What is empirical research, how do you recognize it, and how can you improve your searches to find it?

Defining Empirical Research

What is Empirical Research?

Calfee & Chambliss (2005) (UofM login required) describe empirical research as a "systematic approach for answering certain types of questions."  Those questions are answered "[t]hrough the collection of evidence under carefully defined and replicable conditions" (p. 43). 

The evidence collected during empirical research is often referred to as "data." 

Characteristics of Empirical Research

Emerald Publishing's guide to conducting empirical research identifies a number of common elements to empirical research: 

  • research question, which will determine research objectives.
  • A particular and planned design for the research, which will depend on the question and which will find ways of answering it with appropriate use of resources.
  • The gathering of primary data, which is then analysed.
  • A particular methodology for collecting and analysing the data, such as an experiment or survey.
  • The limitation of the data to a particular group, area or time scale, known as a sample [emphasis added]: for example, a specific number of employees of a particular company type, or all users of a library over a given time scale. The sample should be somehow representative of a wider population.

◆ **Source excerpt**:
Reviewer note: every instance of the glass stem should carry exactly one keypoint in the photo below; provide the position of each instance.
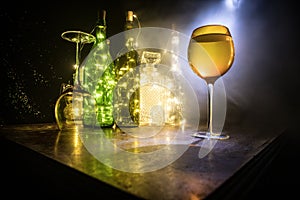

◆ **Goals**:
A. Duplicate the part of the passage on empirical research that opens with the words containing "What is Empirical Research?" and closes with "use of resources.".
B. In the passage on empirical research, what is the evidence collected during empirical research often called?

◆ **Final results**:
A.
What is Empirical Research?

Calfee & Chambliss (2005) (UofM login required) describe empirical research as a "systematic approach for answering certain types of questions."  Those questions are answered "[t]hrough the collection of evidence under carefully defined and replicable conditions" (p. 43). 

The evidence collected during empirical research is often referred to as "data." 

Characteristics of Empirical Research

Emerald Publishing's guide to conducting empirical research identifies a number of common elements to empirical research: 

  • research question, which will determine research objectives.
  • A particular and planned design for the research, which will depend on the question and which will find ways of answering it with appropriate use of resources.

B. It is often referred to as "data."